▸ **Directions**
Extract each line of the listing below that contains the word "Definition".

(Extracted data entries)

#####

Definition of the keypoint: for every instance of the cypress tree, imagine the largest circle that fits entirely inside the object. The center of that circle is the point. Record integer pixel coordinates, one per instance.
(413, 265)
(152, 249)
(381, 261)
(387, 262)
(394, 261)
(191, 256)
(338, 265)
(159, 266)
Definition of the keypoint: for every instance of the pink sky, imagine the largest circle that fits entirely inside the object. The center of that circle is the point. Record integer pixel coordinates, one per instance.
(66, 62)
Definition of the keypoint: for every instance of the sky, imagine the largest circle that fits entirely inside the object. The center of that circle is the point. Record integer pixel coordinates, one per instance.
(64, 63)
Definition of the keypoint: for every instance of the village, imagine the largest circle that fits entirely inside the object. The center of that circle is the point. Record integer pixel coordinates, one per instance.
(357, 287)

#####

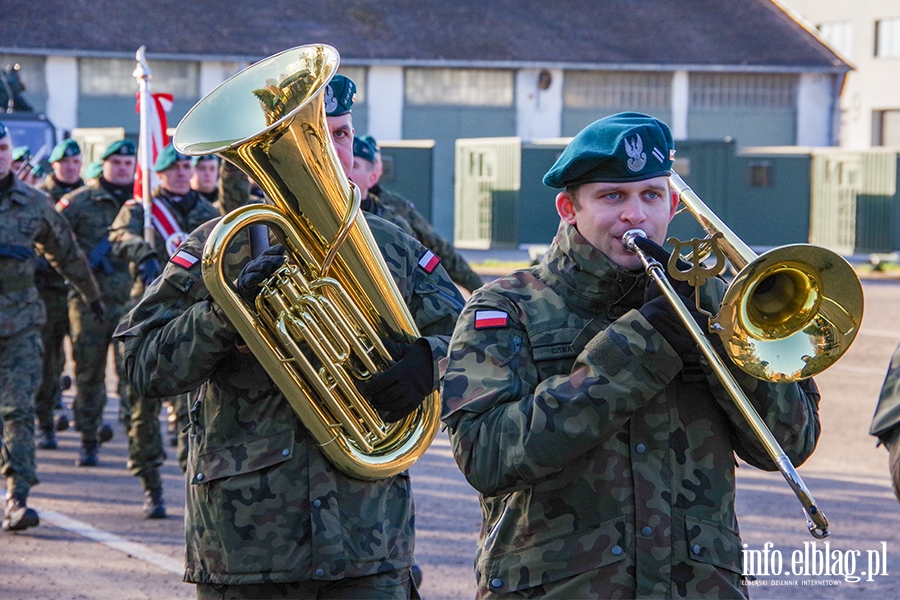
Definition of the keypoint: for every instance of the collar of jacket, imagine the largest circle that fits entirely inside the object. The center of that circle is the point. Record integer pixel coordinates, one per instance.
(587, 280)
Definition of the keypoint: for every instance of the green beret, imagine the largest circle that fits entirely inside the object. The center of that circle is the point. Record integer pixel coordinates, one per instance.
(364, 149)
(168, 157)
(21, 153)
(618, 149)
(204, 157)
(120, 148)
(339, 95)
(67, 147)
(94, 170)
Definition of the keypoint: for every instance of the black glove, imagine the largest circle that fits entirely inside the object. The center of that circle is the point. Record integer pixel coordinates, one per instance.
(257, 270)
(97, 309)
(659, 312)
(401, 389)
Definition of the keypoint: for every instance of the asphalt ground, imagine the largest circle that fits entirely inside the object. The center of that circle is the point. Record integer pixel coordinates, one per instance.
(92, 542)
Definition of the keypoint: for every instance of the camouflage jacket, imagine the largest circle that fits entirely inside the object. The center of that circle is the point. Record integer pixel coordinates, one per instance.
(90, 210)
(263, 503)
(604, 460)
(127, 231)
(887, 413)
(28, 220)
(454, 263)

#####

▸ **Full answer**
Definition of the keypoint: for every instance of the cypress tree, imagine the largest circle that fits entirely inside the object. The center of that circle is the point. Record integer pixel coordinates, one per instance.
Definition of the keypoint: for every instance of the pink sky, imagine the largest circle that fits entirely inside the object. The center of that circle is the point. Record integer pixel coordinates, one per instance.
Definition of the keypoint: for every instance of the sky, imagine the largest circle that fits entirely inside the object. The center of that circle is the point. Record integer pixel coordinates, one per instance.
Definition of the keypoint: for every instance of the village, imagine the largest circle that fits entirely inside the object. The center of that circle is the point. Record integer pixel coordinates, one per instance.
Definition of the keypoint: for every instance of the collar of jacket, imagine the largest circle that fits entirely inside the object. The center of that circle is the point. Record integer pixel coordinates, one per instance.
Definition of the keypoint: for every instance of the green beret, imagine the largest circle that fits entirely inside the object. The center of that circle is the point. Record integer pixel coordinates, one per instance.
Definition of the keypoint: for every instance of the black glove, imagine the largest circle that fits entirely inside the object. The center of that circle is the point. Record integer pixel coordinates, one per instance.
Definition of the keypoint: for every instance of the asphalt ground, imagine the largest circle that fits entirely inside the object. The center of that circle is the point. Record integer pixel coordinates, one per instance.
Definition of the keypoint: for every instance of the camouflage jacket, imagine the largest circle that fits entirely inside the object. The center of that circle is the point. Record integer pixel coordinates, one per instance.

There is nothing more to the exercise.